PROBLEM DESCRIPTION — Pull every line of text out of the material below, word for word, and leave the pictures out of your answer.

DATA SUPPLIED —

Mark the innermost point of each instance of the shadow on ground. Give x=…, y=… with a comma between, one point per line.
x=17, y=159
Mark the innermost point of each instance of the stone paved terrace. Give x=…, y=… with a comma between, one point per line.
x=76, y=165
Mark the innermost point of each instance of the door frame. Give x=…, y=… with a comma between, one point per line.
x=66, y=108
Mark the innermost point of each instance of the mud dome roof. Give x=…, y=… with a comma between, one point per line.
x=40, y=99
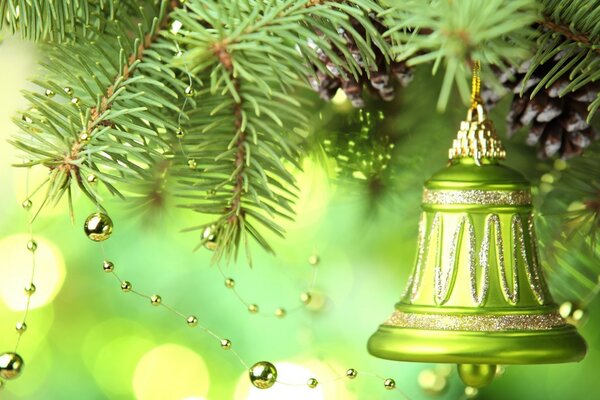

WRITTEN REPLY —
Mark the innermost point of each instance of the shadow on ground. Give x=…, y=… with a comma between, one point per line.
x=17, y=159
Mark the innermost point of each instance of the stone paved terrace. Give x=…, y=… with a comma between, one point per line.
x=76, y=165
Mark the innermost point of each instance of the door frame. Give x=…, y=… with a comma between, one point per line.
x=66, y=108
Mark the innermost point of each instance of the mud dome roof. Give x=…, y=… with a comma between, one point per line.
x=40, y=99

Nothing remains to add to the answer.